## Directions:
Work out how many lines of the entries have the word "white" in them. Respond with that number only.

....

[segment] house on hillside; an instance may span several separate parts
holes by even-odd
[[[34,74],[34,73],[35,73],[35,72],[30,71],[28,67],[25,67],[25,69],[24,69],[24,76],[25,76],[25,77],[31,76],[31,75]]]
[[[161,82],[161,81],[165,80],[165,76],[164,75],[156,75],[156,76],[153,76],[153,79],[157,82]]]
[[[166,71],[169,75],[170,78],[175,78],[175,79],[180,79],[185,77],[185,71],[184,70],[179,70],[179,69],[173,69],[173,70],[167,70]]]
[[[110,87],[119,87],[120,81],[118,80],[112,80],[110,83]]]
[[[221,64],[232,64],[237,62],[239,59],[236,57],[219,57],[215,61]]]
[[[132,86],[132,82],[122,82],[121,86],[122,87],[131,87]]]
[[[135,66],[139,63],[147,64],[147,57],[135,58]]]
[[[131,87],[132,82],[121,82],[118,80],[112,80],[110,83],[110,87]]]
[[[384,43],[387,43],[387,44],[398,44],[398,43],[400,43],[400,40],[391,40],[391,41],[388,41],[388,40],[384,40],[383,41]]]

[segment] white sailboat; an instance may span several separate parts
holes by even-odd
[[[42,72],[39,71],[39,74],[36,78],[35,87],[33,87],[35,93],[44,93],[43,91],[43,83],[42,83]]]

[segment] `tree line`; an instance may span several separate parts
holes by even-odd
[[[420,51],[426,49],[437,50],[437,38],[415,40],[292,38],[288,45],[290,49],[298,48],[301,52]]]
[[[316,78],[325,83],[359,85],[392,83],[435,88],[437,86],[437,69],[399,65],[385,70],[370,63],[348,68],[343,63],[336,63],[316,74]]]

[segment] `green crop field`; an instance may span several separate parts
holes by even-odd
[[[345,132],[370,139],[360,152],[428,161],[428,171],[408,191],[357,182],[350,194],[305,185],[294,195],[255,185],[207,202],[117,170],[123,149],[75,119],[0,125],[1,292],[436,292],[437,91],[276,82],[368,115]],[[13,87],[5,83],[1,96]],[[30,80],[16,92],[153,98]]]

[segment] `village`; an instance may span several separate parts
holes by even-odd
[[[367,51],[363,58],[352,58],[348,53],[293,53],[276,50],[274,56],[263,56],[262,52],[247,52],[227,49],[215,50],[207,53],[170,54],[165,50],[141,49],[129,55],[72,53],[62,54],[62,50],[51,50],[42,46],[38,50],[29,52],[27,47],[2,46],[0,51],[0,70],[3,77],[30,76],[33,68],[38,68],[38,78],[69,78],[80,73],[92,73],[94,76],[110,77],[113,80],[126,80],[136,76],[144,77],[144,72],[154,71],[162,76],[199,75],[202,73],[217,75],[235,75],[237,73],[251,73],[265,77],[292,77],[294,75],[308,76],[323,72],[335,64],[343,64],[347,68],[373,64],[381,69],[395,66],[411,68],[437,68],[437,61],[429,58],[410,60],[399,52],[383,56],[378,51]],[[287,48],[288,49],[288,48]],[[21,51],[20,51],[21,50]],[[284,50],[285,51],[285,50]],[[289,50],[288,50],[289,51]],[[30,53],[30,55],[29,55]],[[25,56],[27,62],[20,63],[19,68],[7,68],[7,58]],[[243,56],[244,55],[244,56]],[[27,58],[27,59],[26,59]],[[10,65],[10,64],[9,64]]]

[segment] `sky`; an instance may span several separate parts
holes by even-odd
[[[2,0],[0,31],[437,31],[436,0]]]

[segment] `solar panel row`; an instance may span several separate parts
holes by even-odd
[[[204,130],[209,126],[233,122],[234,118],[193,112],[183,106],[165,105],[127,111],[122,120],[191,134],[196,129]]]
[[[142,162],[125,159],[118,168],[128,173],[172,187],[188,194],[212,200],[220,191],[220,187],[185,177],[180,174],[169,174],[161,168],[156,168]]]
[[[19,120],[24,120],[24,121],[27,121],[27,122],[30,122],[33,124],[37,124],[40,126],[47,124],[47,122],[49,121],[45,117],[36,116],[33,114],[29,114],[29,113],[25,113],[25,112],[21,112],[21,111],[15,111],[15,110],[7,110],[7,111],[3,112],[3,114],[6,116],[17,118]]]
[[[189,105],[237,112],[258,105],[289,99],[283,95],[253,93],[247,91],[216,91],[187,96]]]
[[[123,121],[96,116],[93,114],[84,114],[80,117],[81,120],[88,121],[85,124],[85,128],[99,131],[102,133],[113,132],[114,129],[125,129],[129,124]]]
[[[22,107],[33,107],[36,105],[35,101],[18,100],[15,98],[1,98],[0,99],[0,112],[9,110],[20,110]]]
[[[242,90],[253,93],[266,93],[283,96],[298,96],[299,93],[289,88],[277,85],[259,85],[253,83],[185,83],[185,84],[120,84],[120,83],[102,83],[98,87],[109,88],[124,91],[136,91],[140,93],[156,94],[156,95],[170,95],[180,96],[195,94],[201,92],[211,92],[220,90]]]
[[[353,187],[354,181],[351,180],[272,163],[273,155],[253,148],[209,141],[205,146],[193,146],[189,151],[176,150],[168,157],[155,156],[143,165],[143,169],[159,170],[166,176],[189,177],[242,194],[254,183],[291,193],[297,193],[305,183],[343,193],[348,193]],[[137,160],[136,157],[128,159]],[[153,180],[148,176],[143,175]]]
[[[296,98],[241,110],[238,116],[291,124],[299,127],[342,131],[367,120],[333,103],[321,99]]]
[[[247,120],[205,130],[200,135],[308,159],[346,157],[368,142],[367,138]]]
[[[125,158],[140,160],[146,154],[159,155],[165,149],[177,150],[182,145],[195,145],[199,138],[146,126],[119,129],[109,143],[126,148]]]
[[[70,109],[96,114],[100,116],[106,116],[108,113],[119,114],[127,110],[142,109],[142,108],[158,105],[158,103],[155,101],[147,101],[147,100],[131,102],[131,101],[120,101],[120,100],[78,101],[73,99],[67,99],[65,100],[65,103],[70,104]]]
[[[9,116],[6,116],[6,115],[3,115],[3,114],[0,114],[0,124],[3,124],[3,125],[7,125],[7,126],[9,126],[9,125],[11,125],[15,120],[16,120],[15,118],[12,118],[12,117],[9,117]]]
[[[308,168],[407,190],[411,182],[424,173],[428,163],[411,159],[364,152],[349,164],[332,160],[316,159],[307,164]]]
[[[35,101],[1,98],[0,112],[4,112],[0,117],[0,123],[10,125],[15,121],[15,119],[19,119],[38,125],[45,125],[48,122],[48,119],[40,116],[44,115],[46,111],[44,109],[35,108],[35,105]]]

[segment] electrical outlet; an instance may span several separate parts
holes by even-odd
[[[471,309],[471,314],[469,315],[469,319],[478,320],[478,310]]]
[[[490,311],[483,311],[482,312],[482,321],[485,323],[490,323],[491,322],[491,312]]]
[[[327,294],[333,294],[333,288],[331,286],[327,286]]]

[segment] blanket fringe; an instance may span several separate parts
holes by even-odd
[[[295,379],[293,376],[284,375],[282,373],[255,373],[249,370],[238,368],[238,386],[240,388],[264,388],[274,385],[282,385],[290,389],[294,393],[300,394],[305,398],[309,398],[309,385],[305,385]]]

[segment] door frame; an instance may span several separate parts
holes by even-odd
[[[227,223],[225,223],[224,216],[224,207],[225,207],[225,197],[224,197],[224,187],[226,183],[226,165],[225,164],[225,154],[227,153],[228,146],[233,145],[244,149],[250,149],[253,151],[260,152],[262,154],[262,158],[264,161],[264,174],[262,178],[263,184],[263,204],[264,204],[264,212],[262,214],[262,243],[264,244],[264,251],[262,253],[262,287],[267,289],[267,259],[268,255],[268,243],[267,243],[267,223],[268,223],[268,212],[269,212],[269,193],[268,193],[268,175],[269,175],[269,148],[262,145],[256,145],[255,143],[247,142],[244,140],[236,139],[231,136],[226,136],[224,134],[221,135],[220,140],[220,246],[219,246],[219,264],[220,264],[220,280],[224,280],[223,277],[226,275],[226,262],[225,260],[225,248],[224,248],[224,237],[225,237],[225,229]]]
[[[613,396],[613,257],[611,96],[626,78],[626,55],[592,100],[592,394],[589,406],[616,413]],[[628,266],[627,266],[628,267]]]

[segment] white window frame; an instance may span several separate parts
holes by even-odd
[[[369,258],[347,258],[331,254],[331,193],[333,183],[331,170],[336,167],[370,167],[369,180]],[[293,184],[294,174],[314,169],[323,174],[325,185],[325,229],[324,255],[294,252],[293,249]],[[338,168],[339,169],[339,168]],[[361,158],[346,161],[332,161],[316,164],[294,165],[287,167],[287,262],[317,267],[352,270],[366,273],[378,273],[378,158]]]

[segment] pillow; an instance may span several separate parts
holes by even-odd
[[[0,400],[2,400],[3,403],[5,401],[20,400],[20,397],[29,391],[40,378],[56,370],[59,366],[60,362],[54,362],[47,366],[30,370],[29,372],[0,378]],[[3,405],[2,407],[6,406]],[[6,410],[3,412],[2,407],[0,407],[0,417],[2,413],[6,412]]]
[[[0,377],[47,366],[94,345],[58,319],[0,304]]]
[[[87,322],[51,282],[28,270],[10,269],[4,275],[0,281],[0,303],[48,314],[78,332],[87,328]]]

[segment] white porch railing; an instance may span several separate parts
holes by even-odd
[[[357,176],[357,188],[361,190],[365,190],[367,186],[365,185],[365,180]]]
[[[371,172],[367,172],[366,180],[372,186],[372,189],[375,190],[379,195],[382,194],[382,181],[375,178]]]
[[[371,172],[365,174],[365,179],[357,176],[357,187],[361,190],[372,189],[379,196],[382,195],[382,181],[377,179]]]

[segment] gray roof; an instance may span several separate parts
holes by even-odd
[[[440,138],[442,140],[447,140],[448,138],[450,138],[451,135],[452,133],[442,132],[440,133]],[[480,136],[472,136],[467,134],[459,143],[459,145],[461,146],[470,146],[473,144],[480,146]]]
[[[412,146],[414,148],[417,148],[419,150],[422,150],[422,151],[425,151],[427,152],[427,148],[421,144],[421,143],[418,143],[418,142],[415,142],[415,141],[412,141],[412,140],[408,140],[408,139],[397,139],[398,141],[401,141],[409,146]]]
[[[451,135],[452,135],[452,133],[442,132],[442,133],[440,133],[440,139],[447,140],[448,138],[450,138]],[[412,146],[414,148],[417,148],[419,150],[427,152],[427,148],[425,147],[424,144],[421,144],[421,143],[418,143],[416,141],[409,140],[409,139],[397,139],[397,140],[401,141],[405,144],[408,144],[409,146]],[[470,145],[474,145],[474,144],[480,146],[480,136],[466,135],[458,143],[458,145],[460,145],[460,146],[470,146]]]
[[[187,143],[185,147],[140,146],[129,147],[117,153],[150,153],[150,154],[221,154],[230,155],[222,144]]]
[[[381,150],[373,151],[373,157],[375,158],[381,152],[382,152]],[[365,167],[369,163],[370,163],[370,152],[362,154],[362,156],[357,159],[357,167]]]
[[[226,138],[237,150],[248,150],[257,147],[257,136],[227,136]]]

....

## Reply to the exercise:
3